In the piece on Fei‑Fei Li and spatial intelligence, what three qualities does she say a true world model must have?

| Passage to read |
--- START ---
Fei‑Fei Li believes the next leap in AI won’t come from language, it’ll come from space. Only by understanding motion, distance, and physical relationships, she says, can machines become truly creative partners.
Half a billion years ago, evolution gave animals their first sense of where they were in the world. Now, humanity is close to building that skill into silicon - at least that’s the vision of Stanford AI pioneer Fei‑Fei Li, co‑creator of ImageNet and founder of the research startup World Labs.
In a recent essay, Li argues that the ability to reason about the physical world will define the next frontier of artificial intelligence.
Why current AI can’t see the world it describes
Li points out that today’s large language models (LLMs) are brilliant with text but nearly blind to physics. Even multimodal versions that process images struggle to estimate distance, orientation, or size. Ask them to rotate an object mentally or predict where a ball will land, and they usually fail.
"While current state‑of‑the‑art AI can excel at reading, writing, research, and pattern recognition in data, these same models bear fundamental limitations when representing or interacting with the physical world," Li writes.
Humans, on the other hand, seem to integrate perception and meaning seamlessly. We don’t just recognize a coffee mug, we instantly grasp its size, its weight, and where it sits in space. That implicit spatial reasoning, says Li, is something AI still lacks entirely.
The cognitive scaffold that made us intelligent
Li traces the roots of intelligence back to the simplest perceptual loops. Long before animals could nurture offspring or communicate, they sensed and moved, starting a feedback cycle that eventually gave rise to thought itself.
That same ability underpins everything from driving a car to sketching a building or catching a ball. Words can describe these acts, but they can’t reproduce the intuition behind them. "Thus, many scientists have conjectured that perception and action became the core loop driving the evolution of intelligence," Li notes.
How spatial insight powered human discovery
Throughout history, Li writes, breakthroughs have often come from seeing the world (literally) differently: Eratosthenes calculated Earth’s circumference using shadows cast in two Egyptian cities at the same moment. James Hargreaves revolutionized the textile industry with the "Spinning Jenny," realizing that placing multiple spindles in parallel let one worker spin several threads at once. Watson and Crick cracked the structure of DNA only after wrestling with metal and wire models until the geometry clicked.
"In each case, spatial intelligence drove civilization forward when scientists and inventors had to manipulate objects, visualize structures, and reason about physical spaces - none of which can be captured in text alone," Li she says.
From language models to world models
To replicate this kind of reasoning, world models are needed. Unlike LLMs that generate words, these would generate and interact with coherent 3D worlds governed by the laws of physics.
A true world model, she says, must be generative (able to create consistent environments), multimodal (capable of processing text, images, videos, depth data, or gestures), and interactive (able to predict how actions change a scene).
"The scope of this challenge exceeds anything AI has faced before," Li writes. Language, after all, is abstract, while worlds are bound by physics.
Training AIs to understand reality
At World Labs, Li’s team is tackling what she calls “the hardest unsolved problem in AI.” The goal is to find a training objective as simple and universal as next‑token prediction — the rule that drives LLMs — but adapted for space, motion, and causality.
--- END ---
| Dataset entries |
--- START ---
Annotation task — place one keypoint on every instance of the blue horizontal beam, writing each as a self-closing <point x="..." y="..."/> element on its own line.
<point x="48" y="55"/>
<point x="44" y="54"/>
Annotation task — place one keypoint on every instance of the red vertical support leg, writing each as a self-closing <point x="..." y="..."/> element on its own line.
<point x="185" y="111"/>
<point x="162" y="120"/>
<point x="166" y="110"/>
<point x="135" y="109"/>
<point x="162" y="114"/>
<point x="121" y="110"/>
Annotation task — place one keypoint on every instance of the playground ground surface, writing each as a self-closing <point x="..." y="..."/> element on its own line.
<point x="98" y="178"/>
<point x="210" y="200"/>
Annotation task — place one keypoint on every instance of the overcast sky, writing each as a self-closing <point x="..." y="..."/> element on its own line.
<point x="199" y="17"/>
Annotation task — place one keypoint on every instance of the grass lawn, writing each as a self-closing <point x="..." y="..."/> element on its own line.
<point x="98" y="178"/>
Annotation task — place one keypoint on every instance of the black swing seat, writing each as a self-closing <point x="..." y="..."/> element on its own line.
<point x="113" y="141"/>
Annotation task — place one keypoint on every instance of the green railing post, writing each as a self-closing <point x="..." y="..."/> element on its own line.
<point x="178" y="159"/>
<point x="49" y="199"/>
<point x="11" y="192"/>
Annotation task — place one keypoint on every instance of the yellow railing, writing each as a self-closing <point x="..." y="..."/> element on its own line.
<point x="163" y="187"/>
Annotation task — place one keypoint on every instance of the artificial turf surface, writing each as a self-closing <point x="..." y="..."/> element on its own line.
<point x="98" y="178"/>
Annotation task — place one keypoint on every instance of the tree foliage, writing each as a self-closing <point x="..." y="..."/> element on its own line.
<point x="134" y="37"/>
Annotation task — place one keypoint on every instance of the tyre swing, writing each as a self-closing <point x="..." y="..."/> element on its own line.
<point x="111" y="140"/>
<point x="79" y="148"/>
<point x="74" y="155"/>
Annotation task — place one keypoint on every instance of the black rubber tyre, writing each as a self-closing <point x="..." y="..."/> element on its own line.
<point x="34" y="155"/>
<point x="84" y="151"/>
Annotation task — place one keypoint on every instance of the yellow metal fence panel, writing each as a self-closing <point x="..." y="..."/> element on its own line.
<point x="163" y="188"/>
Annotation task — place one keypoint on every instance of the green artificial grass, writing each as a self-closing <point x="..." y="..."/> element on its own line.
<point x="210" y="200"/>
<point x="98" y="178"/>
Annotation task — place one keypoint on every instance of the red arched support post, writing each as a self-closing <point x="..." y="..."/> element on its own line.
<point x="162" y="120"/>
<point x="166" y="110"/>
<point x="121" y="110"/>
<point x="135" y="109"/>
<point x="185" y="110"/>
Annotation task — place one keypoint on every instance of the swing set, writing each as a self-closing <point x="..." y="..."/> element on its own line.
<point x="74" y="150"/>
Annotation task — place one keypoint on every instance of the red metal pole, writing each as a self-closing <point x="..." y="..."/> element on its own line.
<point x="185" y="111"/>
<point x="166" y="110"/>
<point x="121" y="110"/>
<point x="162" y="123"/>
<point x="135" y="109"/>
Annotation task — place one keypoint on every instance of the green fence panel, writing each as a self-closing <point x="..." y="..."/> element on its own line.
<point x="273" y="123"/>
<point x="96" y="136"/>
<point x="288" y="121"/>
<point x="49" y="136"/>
--- END ---
| Output for this task |
It must be generative, multimodal, and interactive.